> _TEXT TO READ_

• • • •

1. ## Integration by substitution

$\displaystyle Integrate: x root (4x-3)$ using substitution u = 4x-3

Sorry, don't know how to use the codes to make it look mathematical. Where can I learn to do that?

2. Originally Posted by nerdzor
$\displaystyle Integrate: x root (4x-3)$ using substitution u = 4x-3
do as they suggest

Let $\displaystyle u = 4x - 3 \implies \boxed{x = \frac 14(u + 3)}$

$\displaystyle \Rightarrow du = 4~dx$

$\displaystyle \Rightarrow \frac 14 ~du = dx$

By plugging in all these pieces, we obtain the integral,

$\displaystyle \frac 1{16} \int (u + 3) \sqrt u~du$

now continue, hopefully you see how we got to that

Sorry, don't know how to use the codes to make it look mathematical. Where can I learn to do that?

• • • •

> _MATERIAL PROVIDED_
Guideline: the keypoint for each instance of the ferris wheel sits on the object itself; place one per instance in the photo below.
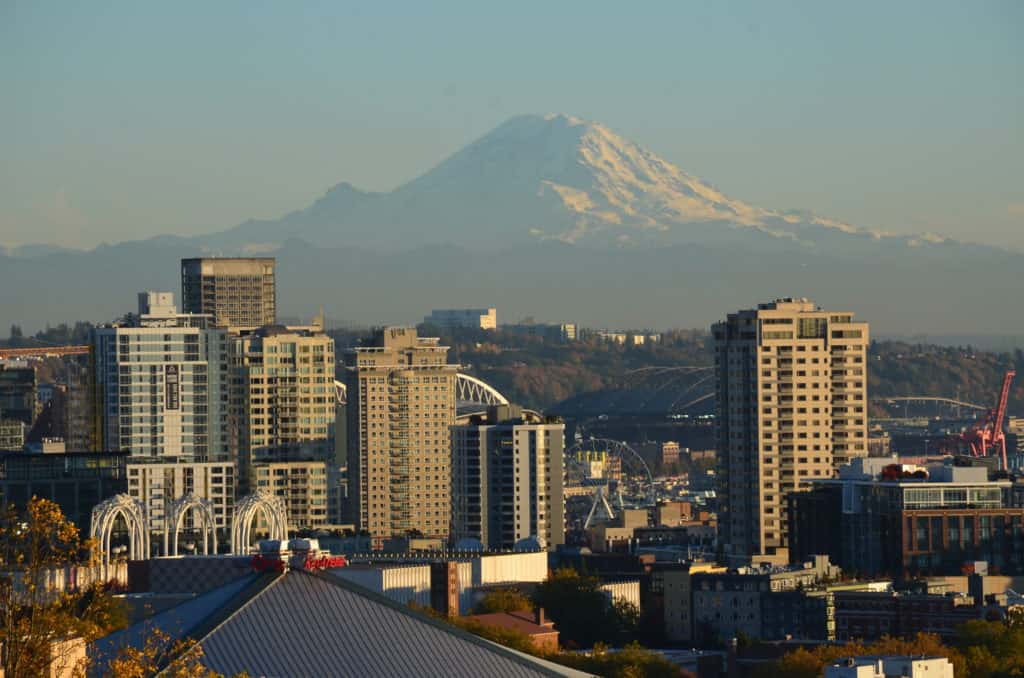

• • • •

> _TO BE DONE_
• 1. In the thread on integration by substitution, what integral does the reply obtain after plugging in all the pieces?
• 2. For each statement, say yes or no according to the thread on integration by substitution, and quote the words of the thread that decide it: (a) The original poster knows how to use the codes to make the math look mathematical. (b) The reply carries the integration through to the final result. (c) The substitution to be used is u = 4x-3.
• 3. Resume the thread on integration by substitution from the point at which it stops.
The listing has no connection to the thread on integration by substitution.

> _ANSWERS BY TASK_
• 1. One sixteenth times the integral of (u + 3) times the square root of u, du.

• 2.
(a) No: "Sorry, don't know how to use the codes to make it look mathematical."
(b) No: "now continue, hopefully you see how we got to that"
(c) Yes: "using substitution u = 4x-3"

• 3.
here

3. Originally Posted by Jhevon

$\displaystyle \int (u + 3) \sqrt u~du$
Am I able to expand $\displaystyle (u + 3) \sqrt u~du$ os that it becomes $\displaystyle u\sqrt u + 3\sqrt u$? Does it work like that?

4. Originally Posted by nerdzor
Am I able to expand $\displaystyle (u + 3) \sqrt u~du$ os that it becomes $\displaystyle u\sqrt u + 3\sqrt u$? Does it work like that?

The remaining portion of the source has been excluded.